[ZU ERLEDIGENDE AUFGABEN]:
1. Gib aus dem Textauszug den Abschnitt wortgetreu aus, der mit "1. Nach § 115" anfängt und bis einschließlich "Nr. 3 FGO)." weitergeht.
2. Welche Abkürzungen stehen im Textauszug in Klammern direkt hinter ihrer ausgeschriebenen Form? Nenne jede mit dieser Langform, in der Reihenfolge ihres ersten Vorkommens.

[TEXTAUSZUG ZUM LESEN]:

----------

Wegen der Nichtzulassung der Revision hat der Kläger Beschwerde eingelegt. Er rügt in erster Linie mangelnde Sachaufklärung infolge Nichtvernehmung einer von ihm benannten Zeugin; außerdem macht er grundsätzliche Bedeutung der Rechtssache im Hinblick auf abweichende Rechtsprechung des Bundesgerichtshofs (BGH) geltend.

 

Entscheidungsgründe

Die Beschwerde hat keinen Erfolg.

1. Nach § 115 Abs. 2 der Finanzgerichtsordnung (FGO) ist die Revision zuzulassen, wenn die Rechtssache grundsätzliche Bedeutung hat (§ 115 Abs. 2 Nr. 1 FGO) oder wenn die angefochtene Entscheidung bei einem geltend gemachten Verfahrensmangel auf diesem Verfahrensmangel beruhen kann (§ 115 Abs. 2 Nr. 3 FGO).

In der Beschwerdeschrift muß die grundsätzliche Bedeutung der Rechtssache dargelegt oder der Verfahrensmangel bezeichnet werden (§ 115 Abs. 3 Satz 3 FGO).

2. Eine Rechtssache hat grundsätzliche Bedeutung i. S. des § 115 Abs. 2 Nr. 1 FGO, wenn die für die Beurteilung des Streitfalls maßgebliche Rechtsfrage das Interesse der Allgemeinheit an einer einheitlichen Entwicklung und Handhabung des Rechts berührt. Wird die grundsätzliche Bedeutung mit einer Abweichung von einer Entscheidung eines anderen obersten Bundesgerichts begründet, sind an die Darstellung der Abweichung sinngemäß dieselben Anforderungen zu stellen wie an die schlüssige Darstellung der Divergenz zu einer Entscheidung des Bundesfinanzhofs (BFH) i. S. des § 115 Abs. 2 Nr. 2 FGO. Es muß ein tragender Rechtssatz aus der angefochtenen Entscheidung des FG herausgestellt werden, der zu einem tragenden Rechtssatz in der Entscheidung des anderen obersten Bundesgerichts in Widerspruch steht (BFH- Beschluß vom 1. August 1990 II B 36/90, BFHE 161, 418, BStBl II 1990, 987).

----------

[DIE DATEN]:
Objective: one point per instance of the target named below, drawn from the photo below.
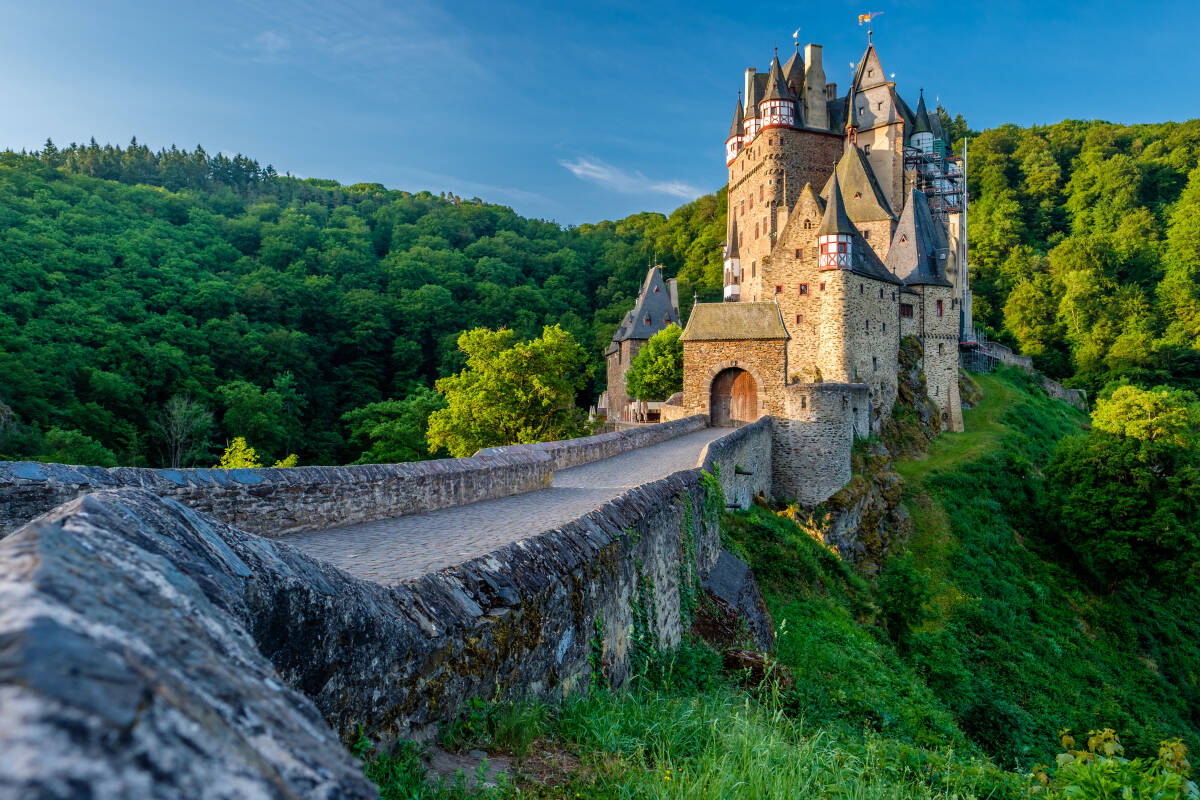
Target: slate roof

----------

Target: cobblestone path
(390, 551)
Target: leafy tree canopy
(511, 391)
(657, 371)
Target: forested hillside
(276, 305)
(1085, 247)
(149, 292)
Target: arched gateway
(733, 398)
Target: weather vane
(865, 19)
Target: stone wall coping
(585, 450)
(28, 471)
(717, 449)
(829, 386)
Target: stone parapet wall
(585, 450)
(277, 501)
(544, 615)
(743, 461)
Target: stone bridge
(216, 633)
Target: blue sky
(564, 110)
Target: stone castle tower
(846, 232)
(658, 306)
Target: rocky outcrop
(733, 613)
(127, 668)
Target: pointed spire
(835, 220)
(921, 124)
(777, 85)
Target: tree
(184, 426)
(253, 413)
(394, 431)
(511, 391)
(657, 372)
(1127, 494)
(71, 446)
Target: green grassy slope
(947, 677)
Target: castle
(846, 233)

----------

[LÖSUNGEN JE AUFGABE]:
1.
1. Nach § 115 Abs. 2 der Finanzgerichtsordnung (FGO) ist die Revision zuzulassen, wenn die Rechtssache grundsätzliche Bedeutung hat (§ 115 Abs. 2 Nr. 1 FGO) oder wenn die angefochtene Entscheidung bei einem geltend gemachten Verfahrensmangel auf diesem Verfahrensmangel beruhen kann (§ 115 Abs. 2 Nr. 3 FGO).

2.
BGH: Bundesgerichtshof
FGO: Finanzgerichtsordnung
BFH: Bundesfinanzhof